[Dataset excerpts]

◆ ◆ ◆ ◆ ◆ ◆ ◆

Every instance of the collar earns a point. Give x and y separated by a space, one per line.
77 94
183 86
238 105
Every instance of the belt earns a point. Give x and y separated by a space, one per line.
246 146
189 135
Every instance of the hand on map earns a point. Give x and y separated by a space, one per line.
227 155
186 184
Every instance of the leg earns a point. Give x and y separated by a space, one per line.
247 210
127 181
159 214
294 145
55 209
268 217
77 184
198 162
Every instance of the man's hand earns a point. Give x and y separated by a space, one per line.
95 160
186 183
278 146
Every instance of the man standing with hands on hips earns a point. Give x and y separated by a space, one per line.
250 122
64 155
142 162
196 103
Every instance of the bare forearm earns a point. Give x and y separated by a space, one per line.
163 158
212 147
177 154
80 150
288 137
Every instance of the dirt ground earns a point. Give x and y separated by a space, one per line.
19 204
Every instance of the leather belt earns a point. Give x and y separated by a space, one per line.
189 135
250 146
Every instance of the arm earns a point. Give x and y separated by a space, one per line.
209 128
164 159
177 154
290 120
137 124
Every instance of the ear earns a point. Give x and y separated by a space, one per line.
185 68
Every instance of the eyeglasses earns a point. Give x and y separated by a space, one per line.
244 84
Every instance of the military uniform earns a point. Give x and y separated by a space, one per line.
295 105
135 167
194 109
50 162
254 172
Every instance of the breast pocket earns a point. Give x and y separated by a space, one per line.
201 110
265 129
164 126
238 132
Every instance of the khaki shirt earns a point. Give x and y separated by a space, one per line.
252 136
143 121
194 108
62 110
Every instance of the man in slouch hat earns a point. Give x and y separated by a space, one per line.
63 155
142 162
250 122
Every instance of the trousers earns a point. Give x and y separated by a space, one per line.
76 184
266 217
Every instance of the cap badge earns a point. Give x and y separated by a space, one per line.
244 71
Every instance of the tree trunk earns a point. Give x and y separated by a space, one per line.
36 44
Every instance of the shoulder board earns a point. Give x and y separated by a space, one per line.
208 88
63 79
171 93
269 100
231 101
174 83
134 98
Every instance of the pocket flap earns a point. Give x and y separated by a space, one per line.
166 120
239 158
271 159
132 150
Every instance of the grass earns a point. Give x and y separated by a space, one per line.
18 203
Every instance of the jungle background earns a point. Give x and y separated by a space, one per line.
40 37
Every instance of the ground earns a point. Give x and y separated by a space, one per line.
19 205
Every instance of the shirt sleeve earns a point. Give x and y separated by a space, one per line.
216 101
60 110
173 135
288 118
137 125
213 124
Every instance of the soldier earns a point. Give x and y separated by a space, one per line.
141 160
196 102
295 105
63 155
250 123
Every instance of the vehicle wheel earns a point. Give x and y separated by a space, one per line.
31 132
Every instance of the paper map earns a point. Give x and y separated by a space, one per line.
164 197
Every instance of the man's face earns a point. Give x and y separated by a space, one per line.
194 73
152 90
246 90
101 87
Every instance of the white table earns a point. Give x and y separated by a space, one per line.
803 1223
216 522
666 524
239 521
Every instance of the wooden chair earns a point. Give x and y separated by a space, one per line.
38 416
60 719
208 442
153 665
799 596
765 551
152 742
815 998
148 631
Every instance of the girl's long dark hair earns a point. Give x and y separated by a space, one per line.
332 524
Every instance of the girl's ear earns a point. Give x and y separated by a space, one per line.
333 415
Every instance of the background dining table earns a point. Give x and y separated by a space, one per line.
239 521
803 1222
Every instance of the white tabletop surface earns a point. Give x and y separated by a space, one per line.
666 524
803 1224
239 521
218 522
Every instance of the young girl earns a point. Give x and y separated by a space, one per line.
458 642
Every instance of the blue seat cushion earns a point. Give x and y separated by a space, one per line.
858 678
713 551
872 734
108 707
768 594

◆ ◆ ◆ ◆ ◆ ◆ ◆

▶ WHAT THE TASK REQUIRES
Please write out every record shown above exactly as it reads.

▶ RESPONSE BELOW
Every instance of the collar earns a point. Give x and y separated by a space, one per line.
77 94
183 86
238 105
Every instance of the belt earns a point. Give x and y separated by a space, one per line.
246 146
189 135
Every instance of the hand on map earns a point. Give x and y separated by a space, one per line.
227 155
186 184
Every instance of the leg earns a point. Give x and y separated by a space, one per line.
247 210
127 181
159 214
294 145
55 209
268 217
77 184
198 162
Every instance of the man's hand earns a point. Give x and y separated by a space, one per line.
95 160
186 183
278 146
Every instance of the man standing with hands on hips earns a point. Give x and y separated by a space, one per line.
250 122
64 155
142 162
196 103
Every instance of the bare forearm earns a point. Give x and y separated by a space, one per line.
163 158
212 147
177 154
80 150
288 137
Every instance of the dirt ground earns a point. Give x and y separated by a space, one per line.
19 204
Every instance of the leather belt earns a point. Give x and y separated by a space, one per line.
189 135
250 146
Every instance of the arm earns a point. Give x and y separated by a space, one per line.
209 128
164 159
177 154
290 120
137 124
Every instance of the ear earns a point. Give x and y separated by a space, one per line.
185 68
Every instance of the eyeglasses earns a point. Give x and y separated by a space, one per line.
244 84
Every instance of the military uniform earns a point. Give x and y separated by a space, one per line.
295 105
135 167
194 109
50 162
254 172
Every instance of the breast pocket earns a point. Give x and y separated by a space, one per line.
201 110
265 129
164 126
238 132
Every instance of the khaki shirt earns a point. Give x and y separated by a space, one per line.
252 136
143 121
194 108
62 110
Every instance of the man in slouch hat earns a point. Give x and y separated by a space, one per line.
63 155
142 162
250 122
Every instance of the trousers earns a point. Give x and y separated by a space, one per line.
76 184
266 217
Every instance of the cap badge earns a point. Give x and y separated by a space, one per line.
244 71
Every instance of the tree trunk earns a point. Give x and y separated by a space, one per line.
36 44
Every instance of the shoulder board earns a point. Give x and y separated by a space, one per line.
208 88
63 79
171 93
269 100
231 101
174 83
134 98
Every instance of the pocket flap earns a point. Give x and y separated by a space, one per line.
166 120
239 158
271 159
132 150
Every instance of the grass earns a point. Give x and y separated by a space, one per line.
18 203
Every instance of the jungle background earns a point. Give x and y separated by a space, one per line.
40 37
Every instance of the ground earns a point. Give x and y separated by a space, one per line.
19 205
Every instance of the shirt sleeve earns a point. Give x and y separated by a space, one per line.
216 101
60 110
173 135
288 118
137 125
213 124
Every instance of the soldier earns a point. Give x and y separated by a space, one per line.
141 160
196 102
295 105
63 155
250 123
Every instance of the vehicle wheel earns a point. Give x and y separated by a space, one per line.
31 132
Every instance of the paper map earns a point. Give x and y separated by a space, one per line.
164 197
Every instance of the man's face earns a point. Give x and y separated by a space, one per line.
194 73
152 90
246 90
101 87
Every instance of the white table earns a point. Give x and y separated by a space, one per line.
803 1223
216 522
666 524
239 521
Every instance of the wooden chair earns a point. Give x and y separated by a space, one per line.
38 416
60 719
208 442
153 665
799 596
765 551
152 742
815 998
148 631
Every instance of the girl's long dark hair earns a point. Give x and y separated by a space, one per line.
332 524
Every instance of the girl's ear earns a point. Give x and y separated by a space, one per line.
333 415
Every instance of the background dining table earns a point. Give x and y separated by a space, one per line.
239 521
803 1222
Every instance of the white tabletop surface earns a point. Give x and y separated by a space, one per line.
666 524
803 1224
239 521
218 522
Every instance of the young girl earns a point. Give x and y separated by a space, one per line.
458 642
Every instance of the blue seat cushion earns a point. Give x and y separated by a space, one per line.
858 678
713 551
872 734
108 707
768 594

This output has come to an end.